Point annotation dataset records
---+---
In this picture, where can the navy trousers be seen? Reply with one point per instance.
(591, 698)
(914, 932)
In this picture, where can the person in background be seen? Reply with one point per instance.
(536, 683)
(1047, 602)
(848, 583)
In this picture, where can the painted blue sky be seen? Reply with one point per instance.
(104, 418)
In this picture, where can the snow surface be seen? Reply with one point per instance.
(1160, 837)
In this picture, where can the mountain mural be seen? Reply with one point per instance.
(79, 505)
---+---
**TASK GOAL**
Reproduce the material above, swapping "instance" for "occurrence" everywhere it occurs and leaving all other text unchanged.

**RESPONSE**
In this picture, where can the navy trousers be seen? Reply with one point per occurrence.
(591, 698)
(914, 932)
In this picture, where can the person in background be seen? Reply with one point per occurrence.
(536, 683)
(1047, 602)
(848, 583)
In this picture, where can the painted blue sky be seen? Reply with one point per occurrence.
(104, 418)
In this picture, where can the snow surface be seen? Reply with one point per occurrence.
(1160, 837)
In this picture, where can the mountain mural be seen? Reply with one point per occurrence.
(79, 505)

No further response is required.